Page excerpt:
Aurovine Announce Widgets, Players, Label Integration And Social Features

As part of our ongoing development programme we have announced new features this week.

Aurovine Widgets

We’re delighted to release our music player widgets ahead of schedule. Many of our competitors who have been around a lot longer than us still don’t offer this feature. Our artists have reached out to us and they’ve told us they want promotion and they don’t want to pay for it. We already pay our artists the best rates on the web but we agree that this isn’t enough. We’ll be rolling out our free viral marketing system in the next few months and the first stage of that is our widget integration.

Our widgets are automatically created for all our artists and they can even promote individual tracks or whole albums. The widgets are iframe based and can be used with Facebook, WordPress, Joomla and all html sites. All the widgets are free for everyone. If you have 100 tracks you’ll get 100 free widgets.

We have 2 colour themes ready now and we’ll be introducing more sizes and themes as our development work continues.

An example of the widgets in action is shown above. You can also view one as part of a web-page here

We’ve grown rapidly since launching in May and now host over 1500 tracks.

Our feedback shows that this is what bands and fans have been waiting for and the more features we add, the more sign-ups we are getting. People see us as fellow fans and appreciated we are trying to level the playing field for everyone.

There’s a lot of pent up anger surrounding the streaming services out there and we’ve provided a solution to an industry struggling to come to terms with its own evolution.

Aurovine Social

Aurovine Social Login

We also have our first social login facility for fans. They can collect badges and kudos just by listening to tracks and sharing links socially. Fans can log into the system via Facebook on the homepage.

Another feature coming in ahead of schedule is our label integration. Independent labels can now take advantage of Aurovine’s groundbreaking innovations and manage all their artists from one login. More details here.

Aurovine’s Start A Label Initiative

Another remarkable feature will come as a big boost to students, graduates and music fans looking to survive during our crippling recession. Aurovine have introduced an initiative for individuals or small companies to launch their own record label. All the setup costs are free and they can start earning straight away. More information on the system can be found here.

Records provided:
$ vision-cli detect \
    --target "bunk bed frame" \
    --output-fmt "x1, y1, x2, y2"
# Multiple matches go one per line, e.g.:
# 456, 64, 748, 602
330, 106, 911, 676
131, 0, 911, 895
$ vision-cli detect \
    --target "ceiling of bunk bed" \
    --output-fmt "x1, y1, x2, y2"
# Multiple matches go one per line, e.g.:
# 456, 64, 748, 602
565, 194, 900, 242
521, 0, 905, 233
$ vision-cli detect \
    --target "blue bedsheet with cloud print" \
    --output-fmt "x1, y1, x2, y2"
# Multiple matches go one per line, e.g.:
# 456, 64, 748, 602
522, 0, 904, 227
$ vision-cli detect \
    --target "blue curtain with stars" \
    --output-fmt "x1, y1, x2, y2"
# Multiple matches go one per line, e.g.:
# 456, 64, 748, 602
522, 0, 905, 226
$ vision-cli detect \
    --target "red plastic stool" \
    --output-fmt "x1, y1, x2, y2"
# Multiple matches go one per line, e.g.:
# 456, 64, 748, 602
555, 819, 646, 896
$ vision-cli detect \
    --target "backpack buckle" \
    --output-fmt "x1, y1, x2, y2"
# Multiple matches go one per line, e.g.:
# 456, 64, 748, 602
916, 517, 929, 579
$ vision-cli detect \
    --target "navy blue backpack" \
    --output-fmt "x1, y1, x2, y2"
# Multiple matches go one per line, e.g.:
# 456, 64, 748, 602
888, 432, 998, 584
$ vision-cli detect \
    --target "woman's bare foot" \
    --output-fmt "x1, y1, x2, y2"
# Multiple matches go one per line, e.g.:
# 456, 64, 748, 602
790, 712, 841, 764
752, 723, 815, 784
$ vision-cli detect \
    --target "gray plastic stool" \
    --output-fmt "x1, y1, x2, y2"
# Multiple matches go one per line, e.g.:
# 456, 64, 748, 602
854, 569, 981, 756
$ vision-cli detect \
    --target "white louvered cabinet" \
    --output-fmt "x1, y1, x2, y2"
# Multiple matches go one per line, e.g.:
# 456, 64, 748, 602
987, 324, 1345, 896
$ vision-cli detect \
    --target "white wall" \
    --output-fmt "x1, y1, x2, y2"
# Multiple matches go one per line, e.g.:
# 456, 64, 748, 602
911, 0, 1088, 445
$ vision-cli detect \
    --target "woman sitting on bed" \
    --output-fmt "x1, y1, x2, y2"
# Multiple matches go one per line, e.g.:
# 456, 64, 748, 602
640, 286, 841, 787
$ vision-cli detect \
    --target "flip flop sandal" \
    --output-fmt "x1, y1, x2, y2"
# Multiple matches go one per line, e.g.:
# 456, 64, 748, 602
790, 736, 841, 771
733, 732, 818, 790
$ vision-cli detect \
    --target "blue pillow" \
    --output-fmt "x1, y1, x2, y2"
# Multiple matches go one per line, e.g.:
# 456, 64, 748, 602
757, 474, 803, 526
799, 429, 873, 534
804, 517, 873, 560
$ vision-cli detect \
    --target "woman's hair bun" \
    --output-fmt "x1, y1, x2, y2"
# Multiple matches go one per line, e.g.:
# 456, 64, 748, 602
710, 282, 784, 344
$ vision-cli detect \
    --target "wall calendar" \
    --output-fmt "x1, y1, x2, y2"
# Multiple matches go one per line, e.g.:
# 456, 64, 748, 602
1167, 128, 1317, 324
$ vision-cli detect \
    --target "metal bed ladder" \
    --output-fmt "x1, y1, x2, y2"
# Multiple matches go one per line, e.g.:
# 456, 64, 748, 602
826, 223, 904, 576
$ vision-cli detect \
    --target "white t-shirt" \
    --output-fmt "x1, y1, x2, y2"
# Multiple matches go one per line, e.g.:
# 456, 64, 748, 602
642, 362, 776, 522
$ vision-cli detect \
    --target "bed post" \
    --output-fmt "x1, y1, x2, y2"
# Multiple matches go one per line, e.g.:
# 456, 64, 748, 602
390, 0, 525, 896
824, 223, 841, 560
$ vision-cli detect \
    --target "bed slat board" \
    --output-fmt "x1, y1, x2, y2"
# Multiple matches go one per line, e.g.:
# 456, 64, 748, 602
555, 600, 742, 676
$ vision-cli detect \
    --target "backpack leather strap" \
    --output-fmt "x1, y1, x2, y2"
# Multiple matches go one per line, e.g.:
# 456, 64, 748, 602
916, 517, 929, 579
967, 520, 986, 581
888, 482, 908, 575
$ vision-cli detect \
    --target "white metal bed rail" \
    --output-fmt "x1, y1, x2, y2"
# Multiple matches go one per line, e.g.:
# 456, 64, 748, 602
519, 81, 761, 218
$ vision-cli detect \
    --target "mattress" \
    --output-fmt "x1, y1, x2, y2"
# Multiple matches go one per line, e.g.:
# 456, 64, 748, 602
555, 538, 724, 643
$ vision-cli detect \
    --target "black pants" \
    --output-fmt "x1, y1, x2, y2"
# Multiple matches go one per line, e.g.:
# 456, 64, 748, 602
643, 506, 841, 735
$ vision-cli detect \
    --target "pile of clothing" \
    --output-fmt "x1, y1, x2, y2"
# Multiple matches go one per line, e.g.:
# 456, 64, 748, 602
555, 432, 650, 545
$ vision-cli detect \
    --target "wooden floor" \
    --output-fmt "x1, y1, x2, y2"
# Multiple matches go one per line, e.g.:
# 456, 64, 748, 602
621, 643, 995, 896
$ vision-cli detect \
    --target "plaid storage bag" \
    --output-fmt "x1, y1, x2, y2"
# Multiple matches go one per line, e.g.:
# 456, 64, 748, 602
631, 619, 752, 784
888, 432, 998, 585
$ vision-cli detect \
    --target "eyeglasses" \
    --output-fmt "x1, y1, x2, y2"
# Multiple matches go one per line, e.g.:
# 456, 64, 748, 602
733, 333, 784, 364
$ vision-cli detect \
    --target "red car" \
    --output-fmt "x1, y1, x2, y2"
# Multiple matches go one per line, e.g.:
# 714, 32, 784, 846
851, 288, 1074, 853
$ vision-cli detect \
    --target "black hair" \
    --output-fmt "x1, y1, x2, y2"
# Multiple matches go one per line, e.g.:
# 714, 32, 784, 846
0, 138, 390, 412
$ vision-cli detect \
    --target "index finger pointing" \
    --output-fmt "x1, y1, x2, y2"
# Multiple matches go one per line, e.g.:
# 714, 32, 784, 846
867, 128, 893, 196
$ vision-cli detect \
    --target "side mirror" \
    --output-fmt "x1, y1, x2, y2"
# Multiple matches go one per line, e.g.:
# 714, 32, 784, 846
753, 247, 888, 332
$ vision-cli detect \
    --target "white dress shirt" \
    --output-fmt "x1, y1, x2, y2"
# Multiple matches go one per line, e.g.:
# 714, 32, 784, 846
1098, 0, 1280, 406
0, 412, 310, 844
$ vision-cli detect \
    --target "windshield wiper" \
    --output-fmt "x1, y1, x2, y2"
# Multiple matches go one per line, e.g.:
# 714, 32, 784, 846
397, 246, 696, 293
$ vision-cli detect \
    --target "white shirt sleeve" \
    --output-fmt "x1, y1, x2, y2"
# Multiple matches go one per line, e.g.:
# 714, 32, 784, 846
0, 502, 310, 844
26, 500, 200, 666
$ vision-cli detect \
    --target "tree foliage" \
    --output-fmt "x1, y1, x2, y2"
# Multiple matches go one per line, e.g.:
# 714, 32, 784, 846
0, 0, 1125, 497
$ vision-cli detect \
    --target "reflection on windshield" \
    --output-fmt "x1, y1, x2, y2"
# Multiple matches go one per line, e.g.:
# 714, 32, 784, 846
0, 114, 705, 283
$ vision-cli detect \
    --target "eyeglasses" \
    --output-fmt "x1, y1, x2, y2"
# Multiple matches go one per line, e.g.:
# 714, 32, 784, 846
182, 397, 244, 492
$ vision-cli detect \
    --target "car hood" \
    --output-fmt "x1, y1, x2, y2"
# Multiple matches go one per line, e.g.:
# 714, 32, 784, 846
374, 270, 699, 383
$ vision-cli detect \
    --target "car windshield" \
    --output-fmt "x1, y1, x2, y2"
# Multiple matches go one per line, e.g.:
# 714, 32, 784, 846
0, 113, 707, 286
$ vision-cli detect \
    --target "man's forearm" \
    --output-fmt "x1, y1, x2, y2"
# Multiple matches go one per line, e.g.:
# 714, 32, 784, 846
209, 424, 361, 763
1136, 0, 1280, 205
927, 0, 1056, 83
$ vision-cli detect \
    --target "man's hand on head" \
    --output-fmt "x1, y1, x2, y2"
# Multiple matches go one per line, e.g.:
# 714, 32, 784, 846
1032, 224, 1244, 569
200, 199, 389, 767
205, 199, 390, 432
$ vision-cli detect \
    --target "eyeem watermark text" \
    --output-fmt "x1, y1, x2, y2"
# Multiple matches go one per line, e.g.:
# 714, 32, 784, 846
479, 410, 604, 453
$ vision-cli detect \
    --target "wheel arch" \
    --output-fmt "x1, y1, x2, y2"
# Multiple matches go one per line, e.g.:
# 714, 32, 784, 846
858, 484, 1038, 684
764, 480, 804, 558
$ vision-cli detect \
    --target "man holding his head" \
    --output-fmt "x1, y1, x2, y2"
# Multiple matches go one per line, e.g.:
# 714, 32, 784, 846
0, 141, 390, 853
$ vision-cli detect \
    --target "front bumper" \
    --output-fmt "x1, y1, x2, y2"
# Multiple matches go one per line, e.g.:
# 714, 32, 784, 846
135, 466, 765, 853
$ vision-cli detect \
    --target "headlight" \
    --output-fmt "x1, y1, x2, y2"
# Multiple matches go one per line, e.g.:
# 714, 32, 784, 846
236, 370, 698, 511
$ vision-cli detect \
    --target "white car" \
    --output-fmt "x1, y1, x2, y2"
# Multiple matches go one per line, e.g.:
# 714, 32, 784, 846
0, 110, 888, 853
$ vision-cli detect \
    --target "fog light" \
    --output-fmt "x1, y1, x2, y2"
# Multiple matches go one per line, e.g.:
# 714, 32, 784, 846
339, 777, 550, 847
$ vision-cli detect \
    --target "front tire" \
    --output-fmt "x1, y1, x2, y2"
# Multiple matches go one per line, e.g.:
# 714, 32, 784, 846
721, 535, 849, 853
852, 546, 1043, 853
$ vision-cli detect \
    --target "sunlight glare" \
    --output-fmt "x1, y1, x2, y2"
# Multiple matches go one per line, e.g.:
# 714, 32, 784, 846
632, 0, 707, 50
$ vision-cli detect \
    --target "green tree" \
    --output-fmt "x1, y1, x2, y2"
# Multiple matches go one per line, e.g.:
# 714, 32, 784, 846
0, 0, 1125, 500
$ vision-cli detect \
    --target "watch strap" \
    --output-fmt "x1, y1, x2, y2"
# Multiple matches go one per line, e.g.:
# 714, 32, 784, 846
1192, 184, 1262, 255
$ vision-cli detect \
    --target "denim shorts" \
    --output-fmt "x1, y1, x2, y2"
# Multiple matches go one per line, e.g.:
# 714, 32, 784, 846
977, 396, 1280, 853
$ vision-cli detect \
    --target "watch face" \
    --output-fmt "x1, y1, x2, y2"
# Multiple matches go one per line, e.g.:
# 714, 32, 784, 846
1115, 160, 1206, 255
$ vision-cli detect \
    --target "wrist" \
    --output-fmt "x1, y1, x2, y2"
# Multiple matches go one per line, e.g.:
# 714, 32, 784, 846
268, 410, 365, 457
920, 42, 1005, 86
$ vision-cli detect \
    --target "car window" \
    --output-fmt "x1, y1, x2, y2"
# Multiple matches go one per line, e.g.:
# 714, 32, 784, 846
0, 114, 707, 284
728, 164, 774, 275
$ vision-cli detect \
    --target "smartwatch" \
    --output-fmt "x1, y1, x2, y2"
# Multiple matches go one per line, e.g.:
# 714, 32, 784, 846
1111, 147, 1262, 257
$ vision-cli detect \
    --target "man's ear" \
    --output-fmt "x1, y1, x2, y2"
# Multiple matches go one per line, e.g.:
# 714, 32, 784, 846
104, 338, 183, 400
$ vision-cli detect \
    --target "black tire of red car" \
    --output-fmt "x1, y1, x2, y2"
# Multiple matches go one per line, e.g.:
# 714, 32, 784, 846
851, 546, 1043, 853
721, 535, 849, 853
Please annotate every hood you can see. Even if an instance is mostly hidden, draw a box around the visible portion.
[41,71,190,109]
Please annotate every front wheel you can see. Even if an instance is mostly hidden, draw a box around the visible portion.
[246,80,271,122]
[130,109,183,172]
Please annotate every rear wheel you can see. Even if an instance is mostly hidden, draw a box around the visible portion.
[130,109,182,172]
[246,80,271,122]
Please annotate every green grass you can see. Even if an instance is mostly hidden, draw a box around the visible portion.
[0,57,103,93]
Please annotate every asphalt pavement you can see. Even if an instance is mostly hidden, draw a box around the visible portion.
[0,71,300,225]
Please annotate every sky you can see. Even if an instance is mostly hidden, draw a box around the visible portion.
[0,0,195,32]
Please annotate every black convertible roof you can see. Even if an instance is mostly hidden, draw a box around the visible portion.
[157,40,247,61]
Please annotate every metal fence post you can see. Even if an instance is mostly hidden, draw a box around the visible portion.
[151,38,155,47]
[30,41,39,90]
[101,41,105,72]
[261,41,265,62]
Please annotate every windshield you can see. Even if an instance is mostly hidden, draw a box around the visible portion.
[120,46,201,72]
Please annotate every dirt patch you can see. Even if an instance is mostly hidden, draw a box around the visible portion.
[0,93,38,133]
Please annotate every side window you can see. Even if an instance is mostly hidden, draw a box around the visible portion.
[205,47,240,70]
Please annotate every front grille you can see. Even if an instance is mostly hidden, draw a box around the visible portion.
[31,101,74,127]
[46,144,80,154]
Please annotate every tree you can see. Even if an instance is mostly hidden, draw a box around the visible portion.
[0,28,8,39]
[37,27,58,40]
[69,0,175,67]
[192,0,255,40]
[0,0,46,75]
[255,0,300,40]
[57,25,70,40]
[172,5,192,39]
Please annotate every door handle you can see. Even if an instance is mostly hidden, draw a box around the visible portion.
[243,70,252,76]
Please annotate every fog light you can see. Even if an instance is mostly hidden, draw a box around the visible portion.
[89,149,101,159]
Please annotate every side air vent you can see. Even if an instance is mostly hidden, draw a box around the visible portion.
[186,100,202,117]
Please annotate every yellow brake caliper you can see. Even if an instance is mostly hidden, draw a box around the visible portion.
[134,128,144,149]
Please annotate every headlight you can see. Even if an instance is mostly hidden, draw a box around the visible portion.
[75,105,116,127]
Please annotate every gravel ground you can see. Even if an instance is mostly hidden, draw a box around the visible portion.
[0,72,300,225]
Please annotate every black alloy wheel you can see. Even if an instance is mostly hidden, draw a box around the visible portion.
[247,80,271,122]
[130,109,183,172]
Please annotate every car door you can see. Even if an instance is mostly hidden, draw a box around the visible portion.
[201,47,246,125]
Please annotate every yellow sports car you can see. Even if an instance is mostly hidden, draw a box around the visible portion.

Task brief: Extend the Aurovine features announcement past its final sentence. You won't need the items for this.

Output of the exercise:
The Truth About Music Streaming

spotify problem

OK let’s cut to the chase. I could demonstrate the merits of streaming as a promotional tool, a ‘try before you buy’ if you will. That’s the ‘cup half full’ take on the situation and a validation of the streaming model.

Here’s the problem though. How many people who used to use torrent sites now just stream either free or via a subscription streaming service. Probably quite a few who don’t bother to buy or download. Why should they? They are paying a subscription or streaming from an ethical source and they believe (however naively) that they are supporting the artists.

This myth about streaming music services (the subscription model) supporting artists is at best a crooked interpretation and at worst a malignant cancer coursing through the backbone of music culture and creativity.

Spotify have even refused to disclose their finances with regard to royalty payments. (Assume you will have to count through infinite decimal points before you find a positive integer), and yet at the same time they are paying huge amounts in licensing fees to the record companies (who co-incidentally are substantial shareholders in Spotify).

In reality the old music industry model of artists being contractually fleeced has been ushered in through the back door via the streaming model.

Sorry to mention Spotify again but the founder Daniel Ek was recently named no.10 in the UK’s rich list with a £190 million fortune. For a company only launched in 2008 that’s an incredible sum. I wonder where all the royalty money went?. http://www.hollywoodreporter.com/news/spotify-daniel-ek-net-worth-317745

Spotify and their refusal to become transparent (we can all make an educated guess on why that won’t be soon) is tantamount to an admission of guilt. On May 22nd 2012, Radio reporter Sophie McNeill published an interview with Spotify Managing director Kate Vale. The interview was astounding in that the secrecy and lack of transparency displayed by Vale was almost comical:

McNeill: Is Spotify going to make public its finances when it comes to contracts with the labels and how much they receive per play of the songs that they own?

Vale: I don’t think so at this stage.

McNeill: Why?


Vale: I’m not sure.

McNeill: Well, can you understand then why music lovers, bands, people involved in the industry are worried about something like this that could so dramatically change the way we consume music?  And then when I ask you about disclosing it, and you say, ‘no, I don’t have a reason,’ I mean-

Vale: Well, I just don’t know to be honest.

Full article here

So, no i’m not convinced about streaming or the cloud streaming services that our kids will grow up with. The technology is fine but the archaic and manipulative way it is being used is frankly an outrage.

Please share and tweet this article if you care about ethics and the future of music.

Is Piracy The Only Thing Artists Should Be Worried About?

Interesting infographic. Seems artists are getting the thin end of the wedge for both recorded work and live shows. Aurovine is changing this by giving all the control back to artists.
www.aurovine.com
How piracy and the industry rip off artists.

Will digital save music?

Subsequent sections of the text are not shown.